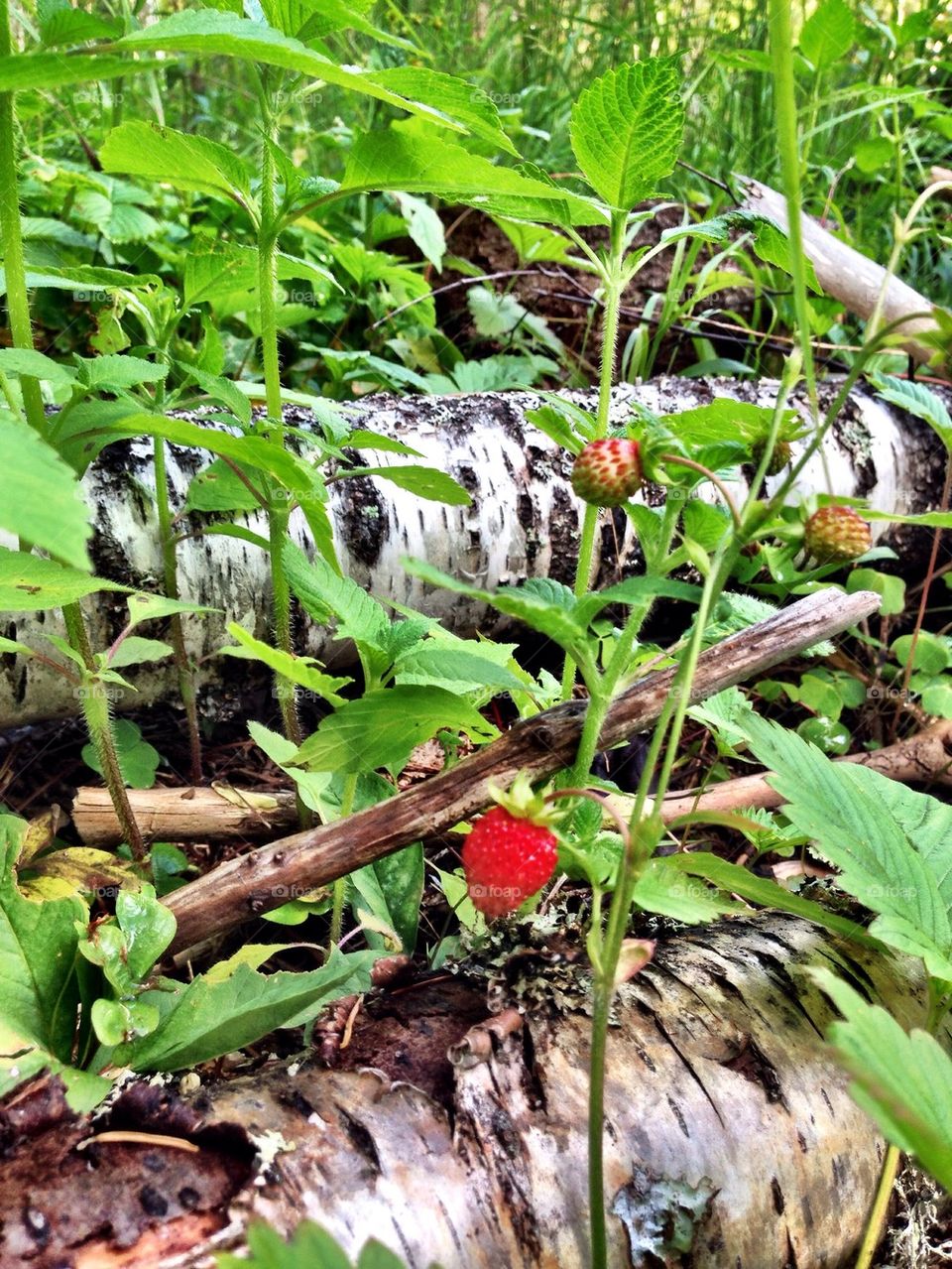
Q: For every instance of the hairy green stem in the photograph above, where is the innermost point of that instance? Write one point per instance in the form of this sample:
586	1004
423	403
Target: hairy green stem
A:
880	1208
614	282
645	836
12	236
340	886
94	700
95	710
278	503
170	577
781	41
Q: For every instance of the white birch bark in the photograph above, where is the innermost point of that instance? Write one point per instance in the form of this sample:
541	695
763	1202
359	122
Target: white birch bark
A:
524	522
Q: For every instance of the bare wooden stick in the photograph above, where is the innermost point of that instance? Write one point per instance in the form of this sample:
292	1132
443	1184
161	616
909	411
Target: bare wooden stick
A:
192	814
847	274
240	888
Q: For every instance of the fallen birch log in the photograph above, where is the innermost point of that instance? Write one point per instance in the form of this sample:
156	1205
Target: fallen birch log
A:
524	523
256	882
247	815
850	276
730	1137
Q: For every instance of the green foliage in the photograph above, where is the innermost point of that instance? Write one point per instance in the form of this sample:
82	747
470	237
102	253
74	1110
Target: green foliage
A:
309	1247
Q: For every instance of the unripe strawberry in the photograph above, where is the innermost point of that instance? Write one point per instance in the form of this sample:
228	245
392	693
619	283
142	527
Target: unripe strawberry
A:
837	533
779	457
607	471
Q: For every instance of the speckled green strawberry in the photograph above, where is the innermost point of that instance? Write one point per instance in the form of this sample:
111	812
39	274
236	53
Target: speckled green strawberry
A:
837	533
607	471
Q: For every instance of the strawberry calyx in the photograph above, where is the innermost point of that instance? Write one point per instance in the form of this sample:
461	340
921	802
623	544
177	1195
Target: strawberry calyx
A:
524	802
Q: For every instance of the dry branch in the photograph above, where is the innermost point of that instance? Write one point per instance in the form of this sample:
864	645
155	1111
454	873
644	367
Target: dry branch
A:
850	276
242	887
244	815
923	759
524	523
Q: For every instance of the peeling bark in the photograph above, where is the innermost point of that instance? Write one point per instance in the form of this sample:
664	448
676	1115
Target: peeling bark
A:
724	1114
524	522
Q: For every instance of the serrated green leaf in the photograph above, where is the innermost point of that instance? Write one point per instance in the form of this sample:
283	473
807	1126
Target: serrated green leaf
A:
627	130
41	499
155	153
205	32
201	1020
429	165
452	668
889	842
828	33
323	592
426	482
38	983
303	670
30	582
22	71
902	1081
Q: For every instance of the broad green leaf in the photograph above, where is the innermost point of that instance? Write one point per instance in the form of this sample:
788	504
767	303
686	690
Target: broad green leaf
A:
145	149
324	592
41	500
736	879
209	33
919	400
392	888
541	604
636	590
828	35
201	1020
303	670
892	589
38	988
902	1081
424	227
309	21
426	482
84	1090
664	888
454	668
85	281
135	650
30	583
627	130
63	873
60	23
219	389
455	98
23	71
146	608
889	842
428	165
383	727
115	371
27	360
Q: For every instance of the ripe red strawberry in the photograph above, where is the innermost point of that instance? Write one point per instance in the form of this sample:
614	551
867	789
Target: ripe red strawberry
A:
837	533
511	851
607	471
779	457
506	859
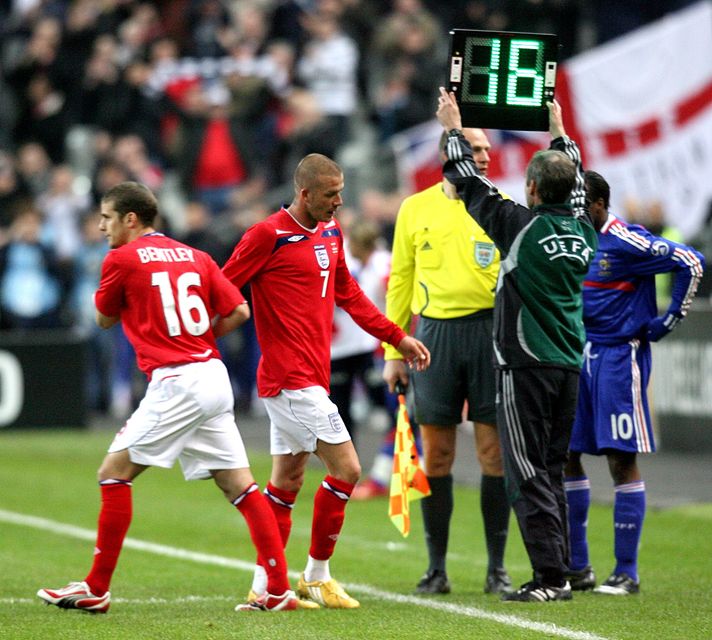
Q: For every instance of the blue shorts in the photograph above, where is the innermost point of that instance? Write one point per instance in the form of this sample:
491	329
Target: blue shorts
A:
612	410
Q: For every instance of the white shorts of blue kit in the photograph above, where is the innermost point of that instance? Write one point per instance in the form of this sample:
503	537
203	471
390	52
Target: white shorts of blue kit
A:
186	414
300	417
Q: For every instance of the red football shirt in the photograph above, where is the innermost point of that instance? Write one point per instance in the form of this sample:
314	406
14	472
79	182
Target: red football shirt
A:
166	294
296	276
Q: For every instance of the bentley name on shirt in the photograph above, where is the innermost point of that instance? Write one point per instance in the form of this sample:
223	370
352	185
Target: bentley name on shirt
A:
154	254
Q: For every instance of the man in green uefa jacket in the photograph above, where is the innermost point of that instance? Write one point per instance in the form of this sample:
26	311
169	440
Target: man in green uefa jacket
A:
546	250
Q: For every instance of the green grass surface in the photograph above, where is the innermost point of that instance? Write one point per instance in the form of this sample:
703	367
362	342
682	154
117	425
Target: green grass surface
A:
51	475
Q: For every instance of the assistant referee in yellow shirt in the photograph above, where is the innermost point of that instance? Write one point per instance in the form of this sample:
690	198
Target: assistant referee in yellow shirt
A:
444	270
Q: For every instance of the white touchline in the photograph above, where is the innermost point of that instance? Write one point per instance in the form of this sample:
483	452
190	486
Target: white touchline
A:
206	558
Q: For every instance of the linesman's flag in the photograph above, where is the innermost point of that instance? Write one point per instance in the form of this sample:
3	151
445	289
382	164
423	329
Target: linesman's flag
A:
408	481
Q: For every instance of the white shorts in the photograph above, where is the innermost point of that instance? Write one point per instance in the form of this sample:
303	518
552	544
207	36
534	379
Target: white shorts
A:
188	414
300	417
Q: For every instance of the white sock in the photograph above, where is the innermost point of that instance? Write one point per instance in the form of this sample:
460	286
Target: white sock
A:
259	580
317	570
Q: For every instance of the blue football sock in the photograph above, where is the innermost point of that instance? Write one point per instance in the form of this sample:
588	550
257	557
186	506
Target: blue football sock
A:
578	495
628	515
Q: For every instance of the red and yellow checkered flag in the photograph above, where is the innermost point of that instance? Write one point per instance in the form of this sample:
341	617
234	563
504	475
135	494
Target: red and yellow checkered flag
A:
408	481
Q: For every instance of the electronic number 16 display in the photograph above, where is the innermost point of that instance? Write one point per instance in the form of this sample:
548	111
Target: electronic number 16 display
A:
503	80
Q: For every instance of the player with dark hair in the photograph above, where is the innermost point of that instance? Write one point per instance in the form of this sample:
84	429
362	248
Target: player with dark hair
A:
294	261
173	302
546	249
444	270
613	417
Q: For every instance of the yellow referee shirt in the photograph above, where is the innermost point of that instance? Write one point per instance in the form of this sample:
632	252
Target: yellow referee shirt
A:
444	265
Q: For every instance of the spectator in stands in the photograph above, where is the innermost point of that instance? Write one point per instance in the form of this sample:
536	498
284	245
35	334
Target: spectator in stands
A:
14	193
328	68
35	167
62	210
216	152
30	286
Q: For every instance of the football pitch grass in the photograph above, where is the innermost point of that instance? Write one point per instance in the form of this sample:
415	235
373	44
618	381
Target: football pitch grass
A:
188	561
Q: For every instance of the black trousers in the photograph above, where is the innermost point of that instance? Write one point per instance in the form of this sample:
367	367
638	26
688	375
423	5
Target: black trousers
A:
535	413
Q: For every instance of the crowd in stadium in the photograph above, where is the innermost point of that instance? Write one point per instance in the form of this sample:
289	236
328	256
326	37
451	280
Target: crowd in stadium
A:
211	104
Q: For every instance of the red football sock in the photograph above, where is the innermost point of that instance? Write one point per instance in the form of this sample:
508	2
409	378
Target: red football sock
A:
282	502
114	521
265	536
329	510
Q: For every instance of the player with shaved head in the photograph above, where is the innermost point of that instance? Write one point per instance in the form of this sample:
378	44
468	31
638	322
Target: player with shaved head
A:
294	262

- Problem requirements: Can you recast the whole listing above as a Markdown table with one line per row, using the columns "Number" and "Line", skipping blank lines and leaving out the pictures?

- Output:
| Number | Line |
|---|---|
| 1 | Q: For every instance of the hairy green stem in the photograph above, where is the innermost point of that instance? Write one point per instance in the form of this sample: |
| 2 | 586	1004 |
| 3 | 423	403 |
| 4 | Target: hairy green stem |
| 5 | A: |
| 6 | 880	1208 |
| 7 | 614	282 |
| 8 | 645	836 |
| 9 | 12	236 |
| 10 | 340	886 |
| 11 | 94	700 |
| 12 | 95	710 |
| 13 | 278	503 |
| 14 | 170	577 |
| 15 | 781	41 |
| 16 | Q: For every instance of the white birch bark in the photograph above, where is the innermost point of that instance? Write one point per instance in the form of this sample: |
| 17 | 541	695 |
| 18 | 763	1202 |
| 19 | 359	122 |
| 20 | Target: white birch bark |
| 21 | A: |
| 22 | 524	522 |
| 23 | Q: For every instance of the bare wooden stick in the photograph above, where is the innermost point of that instance? Write one point per instance in the form of this sample: |
| 24 | 292	1132 |
| 25 | 443	1184 |
| 26 | 161	616 |
| 27 | 909	411 |
| 28 | Target: bare wooden stick |
| 29 | A: |
| 30 | 192	814 |
| 31 | 847	274 |
| 32 | 240	888 |
| 33 | Q: For every instance of the fallen birch log in the photograph above, where is the innermost point of that instance? Write one point per instance in the form of this sample: |
| 34 | 156	1205 |
| 35 | Target: fallen birch log |
| 36 | A: |
| 37 | 524	523 |
| 38 | 256	882 |
| 39 | 247	815 |
| 40 | 850	276 |
| 41 | 730	1137 |
| 42 | Q: For every instance of the green foliage in the photograph above, where is the innermost point of that instance? Write one point per instance in the form of this sample: |
| 43 | 82	747 |
| 44 | 470	237 |
| 45 | 102	253 |
| 46 | 74	1110 |
| 47 | Target: green foliage |
| 48 | A: |
| 49 | 309	1247 |
| 50 | Q: For every instance of the unripe strawberry in the photograph above, where is the innermost point of that instance? Write one point per instance in the form of this sample: |
| 51 | 228	245 |
| 52 | 392	693 |
| 53 | 619	283 |
| 54 | 142	527 |
| 55 | Target: unripe strawberry |
| 56 | A: |
| 57 | 837	533 |
| 58 | 779	457 |
| 59 | 607	471 |
| 60 | Q: For every instance of the speckled green strawberry in the photograph above, where is the innermost point of that instance? Write one point per instance in the form of this sample: |
| 61 | 111	812 |
| 62 | 39	274 |
| 63 | 236	53 |
| 64 | Target: speckled green strawberry |
| 65 | A: |
| 66 | 837	533 |
| 67 | 607	471 |
| 68 | Q: For every instance of the strawberry calyx in the photograph above, where is the innermost point of that instance? Write one point per instance in the form of this sample: |
| 69 | 461	340 |
| 70 | 921	802 |
| 71 | 623	544 |
| 72 | 177	1195 |
| 73 | Target: strawberry calyx |
| 74 | A: |
| 75 | 524	802 |
| 76 | Q: For every instance of the dry branch in the photograph above, where is the innermost point of that instance? Write one point per instance in the form of this sample: |
| 77 | 864	645 |
| 78 | 155	1111 |
| 79 | 454	873 |
| 80 | 644	367 |
| 81 | Target: dry branch |
| 82 | A: |
| 83 | 850	276 |
| 84 | 242	887 |
| 85 | 244	815 |
| 86 | 923	759 |
| 87 | 524	523 |
| 88 | Q: For every instance of the peeling bark in the photograph above, where is the innermost point of that instance? Write one point per instance in the form of this sample: |
| 89 | 664	448 |
| 90 | 676	1115 |
| 91 | Target: peeling bark |
| 92 | A: |
| 93 | 724	1114 |
| 94 | 524	522 |
| 95 | Q: For every instance of the serrated green leaf in the photograph above, where is the innermost point of that instance? Write one point per instance in the form of this sample: |
| 96 | 283	473 |
| 97 | 807	1126 |
| 98 | Target: serrated green leaf |
| 99 | A: |
| 100 | 627	130 |
| 101 | 41	499 |
| 102 | 155	153 |
| 103 | 205	32 |
| 104 | 201	1020 |
| 105 | 429	165 |
| 106 | 452	668 |
| 107 | 889	842 |
| 108 | 828	33 |
| 109 | 323	592 |
| 110 | 426	482 |
| 111 | 38	983 |
| 112 | 303	670 |
| 113 | 30	582 |
| 114 | 22	71 |
| 115 | 902	1081 |
| 116 | Q: For every instance of the broad green leaf in the photograph above, where is the innermost point of that instance? Write one point per instance in the form of this sample: |
| 117 | 788	504 |
| 118 | 767	303 |
| 119 | 686	690 |
| 120 | Target: broad green leaf |
| 121 | A: |
| 122 | 145	149 |
| 123 | 324	592 |
| 124 | 41	500 |
| 125 | 736	879 |
| 126 | 209	33 |
| 127 | 919	400 |
| 128 | 392	888 |
| 129 | 541	604 |
| 130 | 636	590 |
| 131 | 828	35 |
| 132 | 201	1020 |
| 133 | 303	670 |
| 134 | 892	589 |
| 135 | 38	988 |
| 136 | 902	1081 |
| 137 | 424	227 |
| 138 | 309	21 |
| 139 | 426	482 |
| 140 | 84	1090 |
| 141 | 664	888 |
| 142 | 454	668 |
| 143 | 85	281 |
| 144 | 135	650 |
| 145 | 30	583 |
| 146 | 627	130 |
| 147 | 63	873 |
| 148 | 60	23 |
| 149 | 219	389 |
| 150 | 455	98 |
| 151 | 23	71 |
| 152 | 146	608 |
| 153 | 889	842 |
| 154 | 428	165 |
| 155 | 383	727 |
| 156 | 115	371 |
| 157 | 27	360 |
| 158 | Q: For every instance of the ripe red strawberry in the photograph above, where is the innermost point of that instance? Write one point per instance in the form of this sample: |
| 159 | 614	551 |
| 160 | 867	789 |
| 161 | Target: ripe red strawberry |
| 162 | A: |
| 163 | 837	533 |
| 164 | 511	851 |
| 165 | 607	471 |
| 166 | 779	457 |
| 167 | 506	859 |
| 168 | Q: For every instance of the blue shorts in the photograph above, where is the innermost point of that instance? Write one point per instance in the form of this sample: |
| 169 | 491	329 |
| 170 | Target: blue shorts |
| 171 | A: |
| 172 | 612	410 |
| 173 | Q: For every instance of the white shorts of blue kit in the photograph above, where is the innermost point of that instance? Write one point per instance in the form of this sample: |
| 174 | 503	537 |
| 175 | 203	471 |
| 176 | 390	52 |
| 177 | Target: white shorts of blue kit |
| 178 | A: |
| 179 | 186	414 |
| 180 | 300	417 |
| 181 | Q: For every instance of the red football shirt in the photograph above, where is the innermost point of that instance? Write one point per instance in the form of this sample: |
| 182 | 314	406 |
| 183 | 14	472 |
| 184 | 79	182 |
| 185 | Target: red football shirt |
| 186 | A: |
| 187 | 166	294 |
| 188 | 296	276 |
| 189 | Q: For every instance of the bentley name on shirt in the photograph above, where is the innermost point of that instance? Write one point per instance in the form of this sample: |
| 190 | 223	370 |
| 191 | 352	185 |
| 192 | Target: bentley name on shirt |
| 193 | A: |
| 194 | 154	254 |
| 195 | Q: For every instance of the man in green uefa jacket in the photograph above, where is the innermost point of that instance? Write one point per instance in the form of this sample: |
| 196 | 26	311 |
| 197 | 169	440 |
| 198 | Target: man in green uefa jacket |
| 199 | A: |
| 200 | 546	250 |
| 201 | Q: For every instance of the green grass surface in the photograph above, where is the innermost point of that instance? Write one point per instance in the form of this sample: |
| 202 | 703	367 |
| 203 | 362	342 |
| 204 | 682	154 |
| 205 | 117	425 |
| 206 | Target: green grass surface |
| 207 | A: |
| 208 | 51	475 |
| 209 | Q: For every instance of the assistant referee in yellow shirt in the photograph above, where is the innermost point of that instance? Write one point per instance in the form of this sample: |
| 210 | 690	198 |
| 211 | Target: assistant referee in yellow shirt |
| 212 | A: |
| 213 | 444	270 |
| 214 | Q: For every instance of the white touchline in the photograph above, where is the innermost point of that instance? Write one point per instance in the form of this sample: |
| 215 | 483	452 |
| 216 | 190	486 |
| 217 | Target: white touchline |
| 218 | A: |
| 219 | 206	558 |
| 220 | Q: For every instance of the linesman's flag in the photograph above, where is the innermost point of that instance? Write one point per instance in the form of this sample: |
| 221 | 3	151 |
| 222 | 445	289 |
| 223 | 382	164 |
| 224 | 423	329 |
| 225 | Target: linesman's flag |
| 226 | A: |
| 227 | 408	481 |
| 228 | Q: For every instance of the white shorts in the photograph above, where is the innermost point of that instance? Write one point per instance in the form of this sample: |
| 229 | 303	518 |
| 230 | 552	544 |
| 231 | 207	36 |
| 232 | 534	379 |
| 233 | Target: white shorts |
| 234 | A: |
| 235 | 188	414 |
| 236 | 300	417 |
| 237 | Q: For every instance of the white sock in the photograph above, where is the innermost point of that instance? Write one point per instance in the form of this sample: |
| 238 | 460	286 |
| 239 | Target: white sock |
| 240 | A: |
| 241 | 259	580 |
| 242 | 317	570 |
| 243 | Q: For every instance of the blue football sock in the photograph above, where is the innermost point of that instance? Write one point per instance in the form of this sample: |
| 244 | 588	550 |
| 245 | 257	557 |
| 246 | 186	506 |
| 247 | Target: blue football sock |
| 248 | A: |
| 249 | 578	495 |
| 250 | 628	515 |
| 251 | Q: For every instance of the red and yellow checkered flag in the photograph above, where is the innermost point of that instance? Write one point per instance in the form of this sample: |
| 252 | 341	617 |
| 253 | 234	563 |
| 254 | 504	475 |
| 255 | 135	494 |
| 256 | Target: red and yellow checkered flag |
| 257 | A: |
| 258 | 408	481 |
| 259 | Q: For every instance of the electronic number 16 display in the photograph above, where is the innermost point of that instance? Write one point per instance in the form of this sample: |
| 260 | 548	111 |
| 261 | Target: electronic number 16 display |
| 262 | A: |
| 263 | 503	80 |
| 264 | Q: For every instance of the player with dark hair in the photograph above, where is the innermost point of that instance? Write one point per instance in the form of this sample: |
| 265 | 84	429 |
| 266 | 362	248 |
| 267 | Target: player with dark hair |
| 268 | A: |
| 269 | 294	261 |
| 270 | 173	302 |
| 271 | 546	249 |
| 272 | 444	270 |
| 273 | 613	417 |
| 274 | Q: For every instance of the yellow referee shirt in the photograph above, where is the innermost point of that instance? Write one point per instance in the form of this sample: |
| 275 | 632	252 |
| 276 | Target: yellow referee shirt |
| 277 | A: |
| 278 | 444	265 |
| 279 | Q: For every instance of the spectator in stands in the photograph above, where is the innermost point of that instance? Write one point per instance in the form of this sample: |
| 280 | 536	498 |
| 281 | 284	245 |
| 282 | 35	334 |
| 283 | Target: spectator in stands |
| 284 | A: |
| 285 | 14	193 |
| 286 | 328	68 |
| 287 | 35	167 |
| 288 | 62	210 |
| 289 | 216	152 |
| 290 | 30	286 |
| 291 | Q: For every instance of the football pitch grass in the photograph above, where is the innermost point of that instance? Write one point per instance in the form of this sample: |
| 292 | 415	235 |
| 293 | 373	44 |
| 294 | 618	381 |
| 295 | Target: football pitch grass |
| 296 | A: |
| 297 | 188	561 |
| 298 | Q: For every instance of the black trousers in the photograph above, where is the innermost point of that instance? Write one point per instance in the form of this sample: |
| 299 | 367	367 |
| 300 | 638	26 |
| 301 | 688	375 |
| 302 | 423	5 |
| 303 | Target: black trousers |
| 304 | A: |
| 305 | 535	413 |
| 306 | Q: For every instance of the crowd in stadium in the photograph above, where is the innermost point of that instance? Write one point per instance in the form of this sample: |
| 307 | 289	236 |
| 308 | 328	256 |
| 309 | 326	37 |
| 310 | 451	280 |
| 311 | Target: crowd in stadium |
| 312 | A: |
| 313 | 211	104 |
| 314 | Q: For every instance of the red football sock in the photograph above, where is the innermost point of that instance? Write one point per instance in the form of this sample: |
| 315 | 508	2 |
| 316 | 409	378 |
| 317 | Target: red football sock |
| 318 | A: |
| 319 | 282	502 |
| 320 | 114	521 |
| 321 | 265	536 |
| 322 | 329	510 |
| 323 | Q: For every instance of the player with shaved head in the photograph above, where is the innermost point of that instance? Write one point per instance in the form of this sample: |
| 324 | 378	44 |
| 325 | 468	31 |
| 326 | 638	322 |
| 327 | Target: player with shaved head |
| 328 | A: |
| 329 | 294	262 |